Data shown →

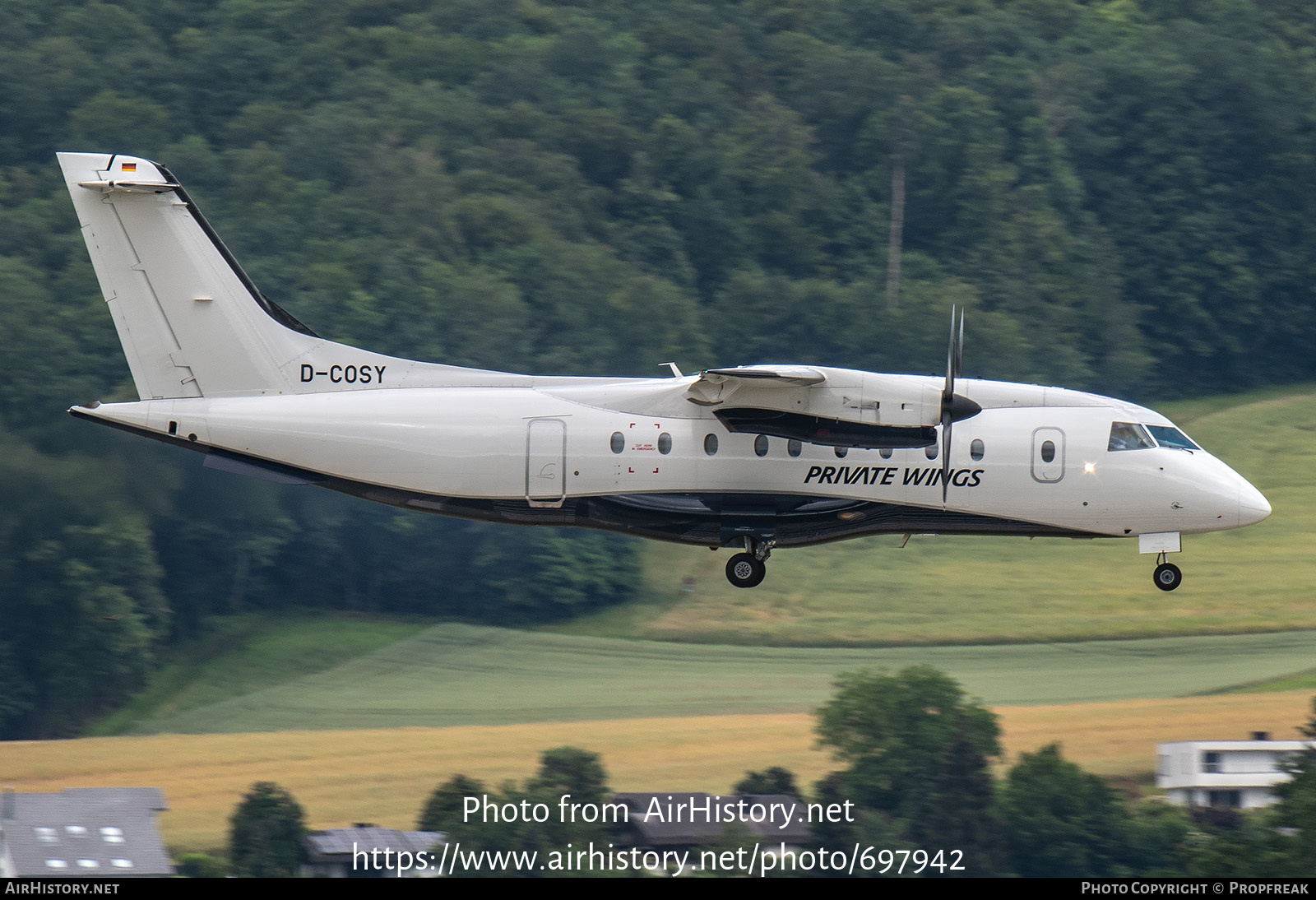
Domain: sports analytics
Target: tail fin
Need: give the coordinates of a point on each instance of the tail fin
(191, 322)
(188, 318)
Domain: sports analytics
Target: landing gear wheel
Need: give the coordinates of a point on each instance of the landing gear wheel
(744, 570)
(1168, 577)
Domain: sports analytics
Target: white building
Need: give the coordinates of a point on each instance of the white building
(1224, 772)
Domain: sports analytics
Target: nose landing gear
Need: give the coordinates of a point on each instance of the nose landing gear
(748, 568)
(1166, 575)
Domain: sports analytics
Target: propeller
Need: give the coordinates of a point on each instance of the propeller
(953, 407)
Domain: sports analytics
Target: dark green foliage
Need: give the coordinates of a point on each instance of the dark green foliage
(563, 772)
(445, 805)
(918, 762)
(770, 781)
(266, 833)
(570, 772)
(1061, 821)
(897, 732)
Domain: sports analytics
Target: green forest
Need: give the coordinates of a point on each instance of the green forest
(1120, 193)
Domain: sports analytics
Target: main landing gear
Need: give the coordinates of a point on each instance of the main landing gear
(748, 568)
(1166, 575)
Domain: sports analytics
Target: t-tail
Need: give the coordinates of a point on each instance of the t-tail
(191, 322)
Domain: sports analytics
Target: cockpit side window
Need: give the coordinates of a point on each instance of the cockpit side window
(1129, 436)
(1171, 437)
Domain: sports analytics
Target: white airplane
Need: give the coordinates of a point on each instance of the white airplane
(754, 458)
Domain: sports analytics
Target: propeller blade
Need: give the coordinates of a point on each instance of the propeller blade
(949, 391)
(945, 457)
(954, 369)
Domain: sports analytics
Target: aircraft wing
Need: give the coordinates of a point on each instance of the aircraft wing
(716, 386)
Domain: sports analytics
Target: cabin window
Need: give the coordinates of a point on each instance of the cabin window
(1129, 436)
(1171, 437)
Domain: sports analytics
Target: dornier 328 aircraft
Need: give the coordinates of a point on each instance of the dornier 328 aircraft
(753, 458)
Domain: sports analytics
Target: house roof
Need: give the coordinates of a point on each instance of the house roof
(83, 832)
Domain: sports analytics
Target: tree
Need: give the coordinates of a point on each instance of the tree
(266, 832)
(918, 755)
(445, 805)
(570, 772)
(552, 833)
(1061, 821)
(894, 731)
(772, 781)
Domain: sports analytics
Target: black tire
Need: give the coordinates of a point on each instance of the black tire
(744, 570)
(1168, 577)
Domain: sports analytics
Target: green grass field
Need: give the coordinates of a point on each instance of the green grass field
(470, 675)
(965, 590)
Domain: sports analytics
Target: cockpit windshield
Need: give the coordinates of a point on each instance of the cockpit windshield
(1171, 437)
(1129, 436)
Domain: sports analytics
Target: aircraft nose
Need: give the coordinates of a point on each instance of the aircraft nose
(1252, 505)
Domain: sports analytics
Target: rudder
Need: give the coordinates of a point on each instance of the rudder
(190, 320)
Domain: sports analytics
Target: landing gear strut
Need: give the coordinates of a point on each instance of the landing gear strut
(748, 568)
(1166, 575)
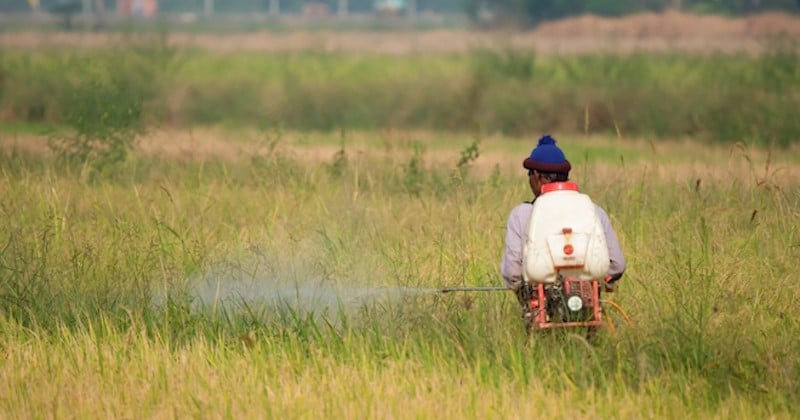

Task to complete → Please write out all the rows above again with "sports analytics" renamed to "aviation" wherever it occurs, leaving everything else unchanged and omitting the pictures.

Written response →
Domain: aviation
Target: tail fin
Need: give the coordinates of a point on each instance of the tail fin
(191, 322)
(188, 318)
Domain: aviation
Target: landing gear wheel
Need: give the coordinates of a point on each instance of the landing gear wheel
(744, 570)
(1168, 577)
Domain: aviation
Target: white building
Need: give the coordinates of a point on each instance of the white building
(1224, 772)
Domain: aviation
Target: nose landing gear
Need: give the coordinates of a point on each instance of the nose landing gear
(748, 568)
(1166, 575)
Domain: aviation
Target: propeller
Need: give the coordinates of a point on each instance of the propeller
(953, 407)
Domain: aviation
Target: dark green foliage
Need: give the coordinates of a point on each instance of the dark green foliage
(563, 772)
(445, 805)
(918, 762)
(770, 781)
(266, 833)
(570, 772)
(1061, 821)
(897, 732)
Domain: aviation
Target: green forest
Need: give the coordinates of a point on each instance of the green forest
(1120, 193)
Domain: aviation
Target: main landing gear
Need: give the coordinates of a point on each instance of the main landing gear
(748, 568)
(1166, 575)
Domain: aviation
Target: t-tail
Need: give the coordinates of a point on each instance of the t-tail
(191, 322)
Domain: aviation
Target: cockpit side window
Need: give the coordinates of a point on each instance of the cockpit side window
(1129, 436)
(1171, 437)
Domain: aviation
Target: white airplane
Need: give the coordinates of a point on each instance of the white airplane
(754, 458)
Domain: aviation
Target: propeller blade
Need: give the coordinates of a point on each instance of the propeller blade
(949, 391)
(945, 457)
(954, 369)
Domain: aviation
Target: aircraft wing
Need: give the coordinates of a point on each instance of the aircraft wing
(716, 386)
Domain: aviation
Target: cabin window
Need: give the coordinates of a point on each instance of the cabin window
(1129, 436)
(1171, 437)
Domain: aviation
Target: dornier 328 aircraft
Need: give the coordinates of a point on each instance of the dornier 328 aircraft
(753, 458)
Domain: aviation
Target: house roof
Need: give the coordinates of a point on each instance of the house roof
(83, 832)
Domain: aviation
Target: tree
Need: give the coordinates of a point on each instance of the tree
(266, 832)
(918, 755)
(445, 805)
(570, 772)
(552, 833)
(1061, 821)
(894, 731)
(772, 781)
Domain: aviation
Target: black tire
Need: give the coordinates of a point on each instance of the black tire
(744, 570)
(1168, 577)
Domain: aviation
Target: green grass field
Need: give the coordinates of a point on each instance of the green grass field
(470, 675)
(965, 590)
Domain: aviation
Target: cockpit windshield
Need: give the coordinates of a point on each instance of the cockpit windshield
(1171, 437)
(1129, 436)
Domain: aviation
Target: aircraft nose
Need: give the coordinates of a point on each instance of the aircraft nose
(1252, 505)
Domain: aviation
Target: rudder
Need: give the coordinates of a point on each instance of the rudder
(190, 320)
Domain: aviation
Target: landing gear strut
Need: give the coordinates of a point on each instance of the landing gear strut
(748, 568)
(1166, 575)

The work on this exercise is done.